--- begin ---

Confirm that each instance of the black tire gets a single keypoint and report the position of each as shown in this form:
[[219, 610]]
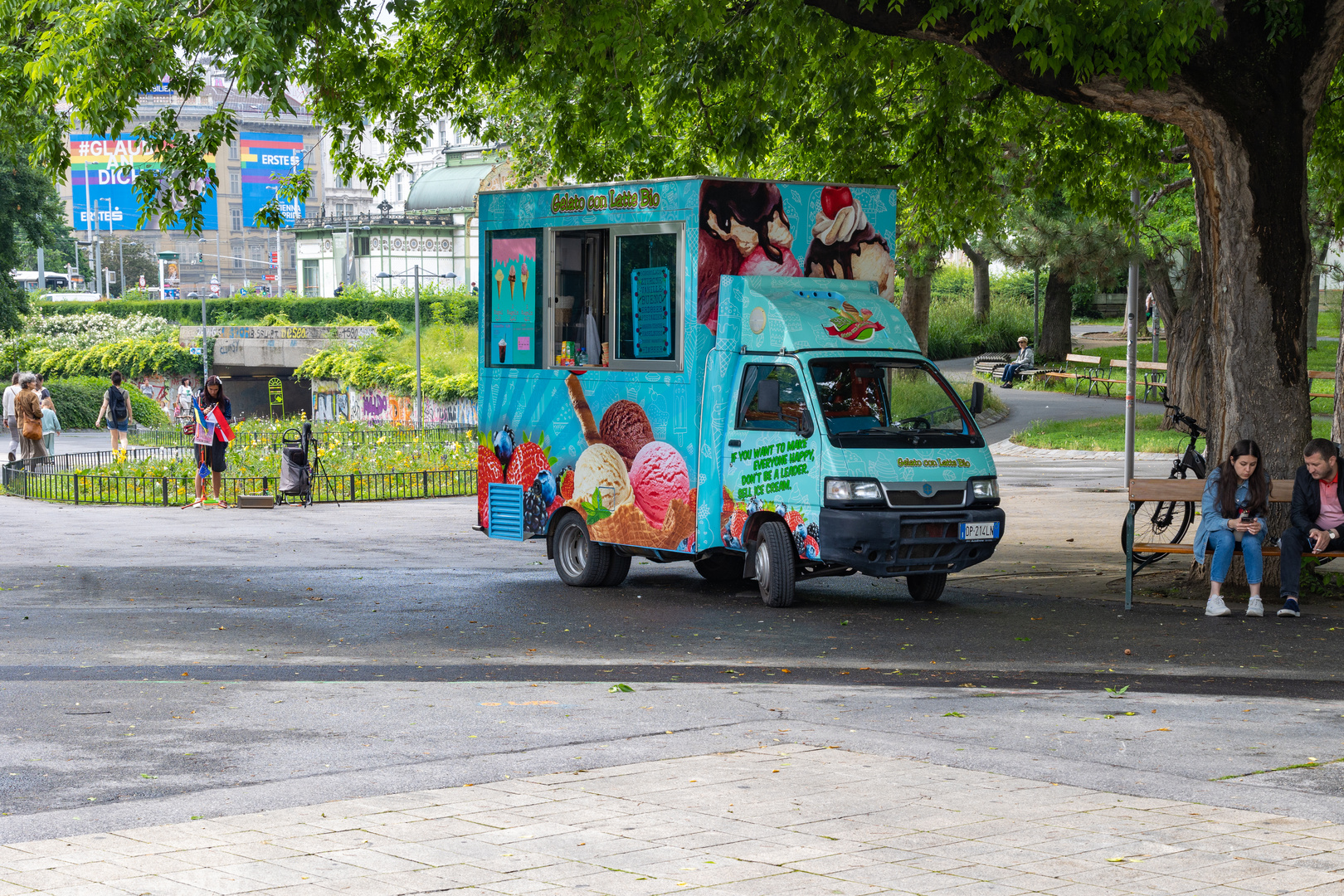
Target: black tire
[[580, 562], [617, 571], [1160, 522], [776, 562], [928, 586], [722, 568]]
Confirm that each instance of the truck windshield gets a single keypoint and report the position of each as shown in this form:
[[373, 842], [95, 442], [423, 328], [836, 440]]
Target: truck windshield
[[880, 403]]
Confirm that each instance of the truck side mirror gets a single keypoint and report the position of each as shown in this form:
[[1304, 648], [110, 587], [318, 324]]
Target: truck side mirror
[[767, 397]]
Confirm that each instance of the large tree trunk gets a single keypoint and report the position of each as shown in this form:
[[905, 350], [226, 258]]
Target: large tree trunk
[[980, 265], [914, 306], [1055, 319], [1246, 102]]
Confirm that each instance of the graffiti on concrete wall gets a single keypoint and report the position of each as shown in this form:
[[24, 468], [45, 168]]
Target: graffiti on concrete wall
[[378, 406]]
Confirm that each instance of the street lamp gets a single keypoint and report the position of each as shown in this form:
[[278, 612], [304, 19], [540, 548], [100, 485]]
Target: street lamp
[[416, 275]]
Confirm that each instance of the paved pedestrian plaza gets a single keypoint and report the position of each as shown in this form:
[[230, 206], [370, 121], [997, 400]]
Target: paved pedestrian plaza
[[760, 822]]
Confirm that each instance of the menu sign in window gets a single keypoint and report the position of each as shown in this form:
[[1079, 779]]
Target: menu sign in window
[[652, 308]]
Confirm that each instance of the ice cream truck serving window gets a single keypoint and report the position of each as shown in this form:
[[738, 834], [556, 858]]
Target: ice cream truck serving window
[[715, 371], [587, 297]]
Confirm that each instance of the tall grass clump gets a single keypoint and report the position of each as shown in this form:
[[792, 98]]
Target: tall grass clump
[[953, 331]]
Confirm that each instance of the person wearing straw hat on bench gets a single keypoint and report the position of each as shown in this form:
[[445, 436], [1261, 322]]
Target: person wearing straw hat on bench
[[1025, 358]]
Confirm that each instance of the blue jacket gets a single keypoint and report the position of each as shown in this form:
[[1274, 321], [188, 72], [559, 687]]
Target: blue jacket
[[1211, 514]]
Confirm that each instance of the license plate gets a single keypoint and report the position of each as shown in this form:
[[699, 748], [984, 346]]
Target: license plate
[[979, 531]]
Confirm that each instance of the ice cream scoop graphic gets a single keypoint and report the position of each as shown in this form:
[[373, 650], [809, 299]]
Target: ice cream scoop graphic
[[602, 470], [626, 427], [657, 479]]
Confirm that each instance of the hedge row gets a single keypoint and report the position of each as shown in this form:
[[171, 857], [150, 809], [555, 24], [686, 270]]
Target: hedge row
[[130, 356], [78, 399], [300, 310], [363, 368]]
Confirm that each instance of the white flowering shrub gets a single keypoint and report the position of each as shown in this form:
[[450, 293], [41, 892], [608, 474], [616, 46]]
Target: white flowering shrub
[[86, 331]]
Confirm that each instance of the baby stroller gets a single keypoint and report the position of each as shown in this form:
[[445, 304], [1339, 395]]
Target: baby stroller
[[299, 464]]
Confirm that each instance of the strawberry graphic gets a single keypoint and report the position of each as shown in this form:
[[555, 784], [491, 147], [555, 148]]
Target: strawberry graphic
[[739, 519], [528, 460], [488, 469]]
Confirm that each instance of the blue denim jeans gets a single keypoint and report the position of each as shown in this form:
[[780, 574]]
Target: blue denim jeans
[[1224, 542]]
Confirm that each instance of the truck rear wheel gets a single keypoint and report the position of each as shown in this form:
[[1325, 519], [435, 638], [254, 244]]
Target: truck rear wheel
[[926, 587], [723, 568], [580, 562], [774, 564]]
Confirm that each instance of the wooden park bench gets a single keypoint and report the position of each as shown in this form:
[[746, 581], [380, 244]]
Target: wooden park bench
[[1322, 375], [992, 366], [1085, 377], [1181, 490], [1153, 377]]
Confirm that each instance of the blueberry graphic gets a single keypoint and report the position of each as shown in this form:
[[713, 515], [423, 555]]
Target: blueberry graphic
[[548, 484]]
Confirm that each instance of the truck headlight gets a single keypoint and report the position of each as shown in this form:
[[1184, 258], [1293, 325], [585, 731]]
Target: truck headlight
[[860, 490], [984, 489]]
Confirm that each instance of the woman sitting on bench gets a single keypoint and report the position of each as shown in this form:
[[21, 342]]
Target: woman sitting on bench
[[1234, 507], [1025, 358]]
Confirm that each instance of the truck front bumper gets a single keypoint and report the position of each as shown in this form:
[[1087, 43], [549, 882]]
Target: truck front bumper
[[888, 543]]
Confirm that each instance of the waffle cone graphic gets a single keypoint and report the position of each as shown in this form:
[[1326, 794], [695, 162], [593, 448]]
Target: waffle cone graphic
[[629, 525]]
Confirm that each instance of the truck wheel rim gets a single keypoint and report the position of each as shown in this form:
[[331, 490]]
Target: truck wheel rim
[[572, 551], [763, 566]]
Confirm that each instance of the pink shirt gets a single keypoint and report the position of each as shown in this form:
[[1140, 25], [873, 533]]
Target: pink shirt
[[1331, 518]]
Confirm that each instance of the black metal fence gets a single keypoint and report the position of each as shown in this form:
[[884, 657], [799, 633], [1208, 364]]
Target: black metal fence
[[169, 490], [177, 438]]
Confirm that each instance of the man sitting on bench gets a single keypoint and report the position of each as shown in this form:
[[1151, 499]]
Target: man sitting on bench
[[1025, 358], [1316, 516]]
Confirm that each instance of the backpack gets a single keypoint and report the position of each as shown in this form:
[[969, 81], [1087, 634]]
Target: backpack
[[116, 405]]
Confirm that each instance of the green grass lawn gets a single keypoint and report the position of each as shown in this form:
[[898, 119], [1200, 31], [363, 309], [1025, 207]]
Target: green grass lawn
[[1108, 434]]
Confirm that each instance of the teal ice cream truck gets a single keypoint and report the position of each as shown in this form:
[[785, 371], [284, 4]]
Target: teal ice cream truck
[[715, 371]]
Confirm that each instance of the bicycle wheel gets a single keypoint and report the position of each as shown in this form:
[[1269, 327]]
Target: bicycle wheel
[[1161, 522]]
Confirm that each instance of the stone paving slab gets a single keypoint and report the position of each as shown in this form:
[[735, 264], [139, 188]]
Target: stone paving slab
[[778, 821]]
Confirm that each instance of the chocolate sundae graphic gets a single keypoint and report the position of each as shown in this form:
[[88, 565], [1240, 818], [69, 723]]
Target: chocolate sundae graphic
[[631, 488], [845, 246]]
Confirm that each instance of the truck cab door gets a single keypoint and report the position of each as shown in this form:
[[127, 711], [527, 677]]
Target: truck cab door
[[771, 455]]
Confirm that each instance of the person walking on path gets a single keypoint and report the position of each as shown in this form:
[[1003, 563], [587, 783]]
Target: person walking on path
[[116, 407], [50, 426], [212, 457], [1025, 358], [1316, 516], [1234, 508], [28, 412], [11, 392]]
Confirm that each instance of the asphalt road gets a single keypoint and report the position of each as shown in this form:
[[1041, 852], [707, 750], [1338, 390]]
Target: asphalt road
[[164, 664]]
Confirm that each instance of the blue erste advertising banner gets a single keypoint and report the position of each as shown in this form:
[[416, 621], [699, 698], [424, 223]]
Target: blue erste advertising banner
[[110, 197], [266, 158]]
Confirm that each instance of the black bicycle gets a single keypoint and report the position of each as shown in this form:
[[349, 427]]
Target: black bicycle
[[1170, 520]]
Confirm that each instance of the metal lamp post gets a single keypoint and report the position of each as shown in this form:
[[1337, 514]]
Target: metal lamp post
[[420, 403]]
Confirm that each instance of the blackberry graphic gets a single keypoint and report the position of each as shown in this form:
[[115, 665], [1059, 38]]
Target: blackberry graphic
[[533, 508]]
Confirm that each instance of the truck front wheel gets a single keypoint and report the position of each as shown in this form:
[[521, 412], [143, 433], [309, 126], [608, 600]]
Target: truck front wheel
[[578, 561], [774, 564], [926, 587]]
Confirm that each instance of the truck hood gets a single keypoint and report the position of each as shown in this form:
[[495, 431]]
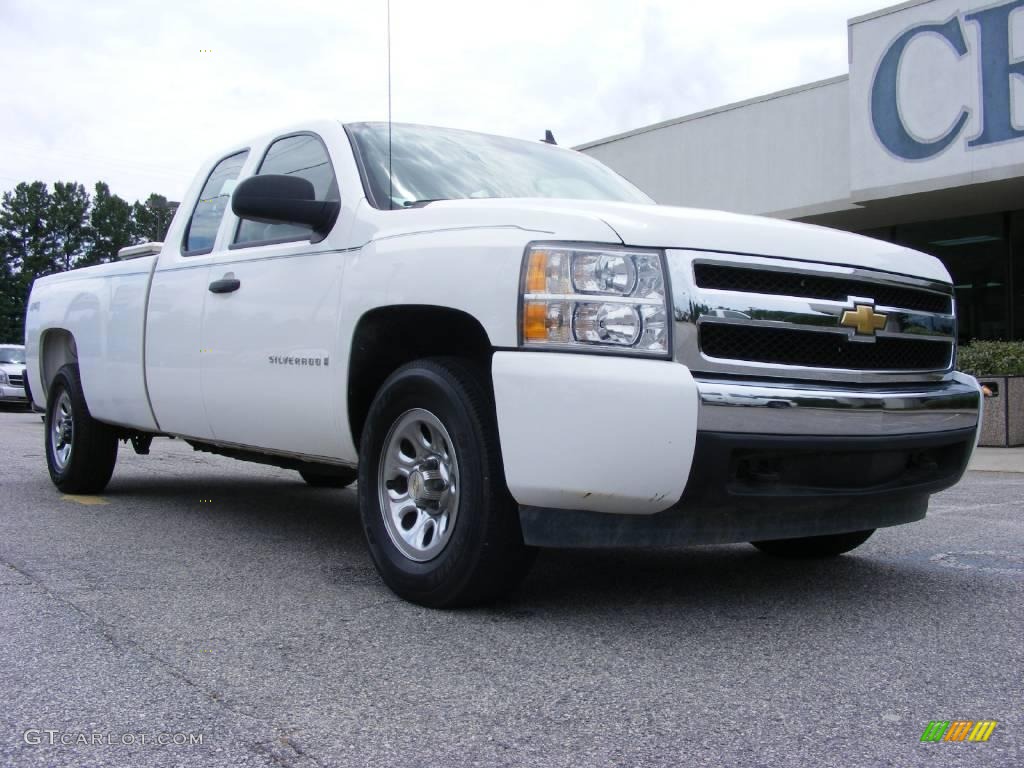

--- end ---

• Written problem: Reproduce, without any changes, the lines of the material from the line containing "Confirm that each instance of the waffle" through the line containing "[[715, 371]]".

• Solution:
Confirm that each instance of the waffle cone graphic gets a single keypoint and report the position of each as shown in this form:
[[1326, 794], [695, 162], [593, 448]]
Target: waffle cone graphic
[[629, 525]]
Confirm that each instance of the truck wheel rim gets a single keypoint and report the position of each as shown in this form:
[[331, 490]]
Target: truck wheel rim
[[572, 551], [763, 566]]
Confirm that each instance of the pink shirt gets a single keypoint and report the position of each as shown in this form:
[[1140, 25], [873, 533]]
Target: pink shirt
[[1331, 518]]
Confirm that each instance of the black metal fence gets a single keypoint and report the position of each as shown in this form:
[[884, 657], [799, 633], [1208, 364]]
Target: black metal fence
[[169, 490], [177, 438]]
Confirm that each instance of the man sitting on bench gets a single keypoint and report the position of each as shown in this form:
[[1151, 499]]
Target: man sitting on bench
[[1025, 358], [1316, 516]]
Confirm that each instance of the backpack gets a single keypoint and report the position of each as shown in this form:
[[969, 81], [1087, 634]]
Target: backpack
[[116, 405]]
Confirm that each instance of the green grass lawn gets a single keypoint and report the position of each as shown in this form:
[[898, 119], [1200, 31], [363, 309], [1025, 207]]
Target: green grass lawn
[[1108, 434]]
Confirm that each instance of the teal ice cream truck gets a single keypoint and report the position of each as shown in this form:
[[785, 371], [284, 4]]
Target: teal ice cream truck
[[715, 371]]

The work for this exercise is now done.